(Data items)
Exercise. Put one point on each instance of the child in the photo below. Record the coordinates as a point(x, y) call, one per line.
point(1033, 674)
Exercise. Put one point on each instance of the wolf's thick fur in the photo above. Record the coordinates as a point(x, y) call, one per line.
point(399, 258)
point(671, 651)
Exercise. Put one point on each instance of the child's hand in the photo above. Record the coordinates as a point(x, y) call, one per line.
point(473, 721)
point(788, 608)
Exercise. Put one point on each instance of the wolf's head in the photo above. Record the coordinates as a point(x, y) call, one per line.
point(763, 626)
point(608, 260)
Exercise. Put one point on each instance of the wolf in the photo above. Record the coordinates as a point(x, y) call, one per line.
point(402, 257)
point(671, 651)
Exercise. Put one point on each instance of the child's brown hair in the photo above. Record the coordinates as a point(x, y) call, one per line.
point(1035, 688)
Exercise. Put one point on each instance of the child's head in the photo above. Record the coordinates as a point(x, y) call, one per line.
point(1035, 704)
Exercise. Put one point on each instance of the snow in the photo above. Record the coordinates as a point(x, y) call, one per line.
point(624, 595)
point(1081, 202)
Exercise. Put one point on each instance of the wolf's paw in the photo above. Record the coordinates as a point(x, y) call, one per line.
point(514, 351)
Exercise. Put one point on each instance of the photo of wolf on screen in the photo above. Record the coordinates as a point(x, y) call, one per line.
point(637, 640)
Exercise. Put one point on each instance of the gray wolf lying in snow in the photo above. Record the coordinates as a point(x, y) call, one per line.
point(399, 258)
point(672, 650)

---

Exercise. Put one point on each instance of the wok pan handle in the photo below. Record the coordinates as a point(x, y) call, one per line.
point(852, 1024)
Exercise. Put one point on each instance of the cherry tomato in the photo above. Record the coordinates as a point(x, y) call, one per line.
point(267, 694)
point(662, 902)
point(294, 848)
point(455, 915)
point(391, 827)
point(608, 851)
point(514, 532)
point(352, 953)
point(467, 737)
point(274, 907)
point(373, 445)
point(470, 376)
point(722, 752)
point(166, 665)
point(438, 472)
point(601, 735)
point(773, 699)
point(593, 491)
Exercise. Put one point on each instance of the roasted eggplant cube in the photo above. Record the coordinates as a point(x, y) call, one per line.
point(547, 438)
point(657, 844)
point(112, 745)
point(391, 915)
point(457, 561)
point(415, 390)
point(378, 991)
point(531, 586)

- [The task]
Rewrite the data from the line with "Exercise. Put one point on each instance of the child's hand" up to and including the line with "point(788, 608)", and scale every point coordinate by 2.4, rounding to whole numbers with halves rounded up. Keep all other text on those lines unchanged.

- [Expected output]
Exercise. Put one point on each instance of the child's hand in the photo above. Record the coordinates as a point(x, y) call, one per line.
point(1135, 1730)
point(1891, 1459)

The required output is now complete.